[PROBLEM STATEMENT]: In the breast cancer abstract, which circular RNA was found to regulate hsa-miR-7?

[READING PASSAGE]:
------------------------------------------------

K Uhr ¹, A M Sieuwerts ^1,^✉, V de Weerd ¹, M Smid ¹, D Hammerl ¹, J A Foekens ¹, J W M Martens ¹

PMCID: PMC6018428 PMID: 29941867

Abstract

The large number of non-coding RNAs (ncRNAs) and their breadth of functionalities has fuelled many studies on their roles in cancer. We previously linked four microRNAs to breast cancer prognosis. One of these microRNAs, hsa-miR-7, was found to be regulated by another type of ncRNA, the circular non-coding RNA (circRNA) CDR1-AS, which contains multiple hsa-miR-7 binding sites. Based on this finding, we studied the potential clinical value of this circRNA on breast cancer prognosis in a cohort based on a cohort that was previously analysed for hsa-miR-7 and in an adjuvant hormone-naïve cohort for 1^st-line tamoxifen treatment outcomes, in which we also analysed hsa-miR-7. A negative correlation was observed between hsa-miR-7 and CDR1-AS in both cohorts. Despite associations with various clinical metrics (e.g., tumour grade, tumour size, and relapse location), CDR1-AS was neither prognostic nor predictive of relevant outcomes in our cohorts. However, we did observe stromal CDR1-AS expression, suggesting a possible cell-type specific interaction. Next to the known association of hsa-miR-7 expression with poor prognosis in primary breast cancer, we found that high hsa-miR-7 expression was predictive of an adverse response to tamoxifen therapy and poor progression-free and post-relapse overall survival in patients with recurrent disease.

------------------------------------------------

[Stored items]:
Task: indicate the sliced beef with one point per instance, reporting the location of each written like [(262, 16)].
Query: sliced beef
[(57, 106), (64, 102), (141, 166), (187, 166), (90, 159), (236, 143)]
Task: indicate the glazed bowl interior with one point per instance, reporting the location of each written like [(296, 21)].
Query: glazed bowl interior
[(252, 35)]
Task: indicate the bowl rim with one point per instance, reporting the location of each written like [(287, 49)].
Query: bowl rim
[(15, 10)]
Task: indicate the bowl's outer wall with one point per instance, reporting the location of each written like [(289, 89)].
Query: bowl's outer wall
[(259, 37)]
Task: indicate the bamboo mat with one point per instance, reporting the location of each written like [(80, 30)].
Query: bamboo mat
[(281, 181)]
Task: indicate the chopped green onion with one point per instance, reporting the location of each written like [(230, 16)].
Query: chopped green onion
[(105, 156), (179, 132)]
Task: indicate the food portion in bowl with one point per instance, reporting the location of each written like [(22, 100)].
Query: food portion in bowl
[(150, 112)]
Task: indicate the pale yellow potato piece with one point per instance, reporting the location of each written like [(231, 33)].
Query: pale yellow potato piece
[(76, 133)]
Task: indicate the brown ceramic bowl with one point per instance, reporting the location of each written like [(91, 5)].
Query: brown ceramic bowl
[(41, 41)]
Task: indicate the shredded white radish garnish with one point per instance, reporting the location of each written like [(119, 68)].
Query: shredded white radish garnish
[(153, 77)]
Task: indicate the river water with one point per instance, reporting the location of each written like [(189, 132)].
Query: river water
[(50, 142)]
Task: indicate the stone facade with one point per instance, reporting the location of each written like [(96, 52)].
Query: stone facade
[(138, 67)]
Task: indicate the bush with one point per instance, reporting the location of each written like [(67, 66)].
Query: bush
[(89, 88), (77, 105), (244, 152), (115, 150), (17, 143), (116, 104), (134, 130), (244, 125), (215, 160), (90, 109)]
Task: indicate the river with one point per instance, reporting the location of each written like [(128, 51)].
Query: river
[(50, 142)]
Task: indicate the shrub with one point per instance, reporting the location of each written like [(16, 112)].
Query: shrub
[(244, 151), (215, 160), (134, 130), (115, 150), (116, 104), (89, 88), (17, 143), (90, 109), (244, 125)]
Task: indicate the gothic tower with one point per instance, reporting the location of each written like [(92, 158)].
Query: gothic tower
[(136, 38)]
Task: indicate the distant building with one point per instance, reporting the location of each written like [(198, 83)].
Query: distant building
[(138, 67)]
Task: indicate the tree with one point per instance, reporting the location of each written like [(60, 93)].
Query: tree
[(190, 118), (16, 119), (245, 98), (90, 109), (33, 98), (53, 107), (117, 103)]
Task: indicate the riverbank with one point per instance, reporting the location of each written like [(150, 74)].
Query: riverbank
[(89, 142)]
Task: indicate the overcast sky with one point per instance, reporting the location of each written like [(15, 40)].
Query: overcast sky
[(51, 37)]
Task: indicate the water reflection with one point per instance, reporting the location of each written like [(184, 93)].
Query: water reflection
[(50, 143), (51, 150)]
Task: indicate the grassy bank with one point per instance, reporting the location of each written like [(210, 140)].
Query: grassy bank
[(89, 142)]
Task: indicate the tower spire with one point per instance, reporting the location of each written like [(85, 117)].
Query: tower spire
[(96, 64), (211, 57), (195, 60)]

------------------------------------------------

[RESPONSE BOX]: CDR1-AS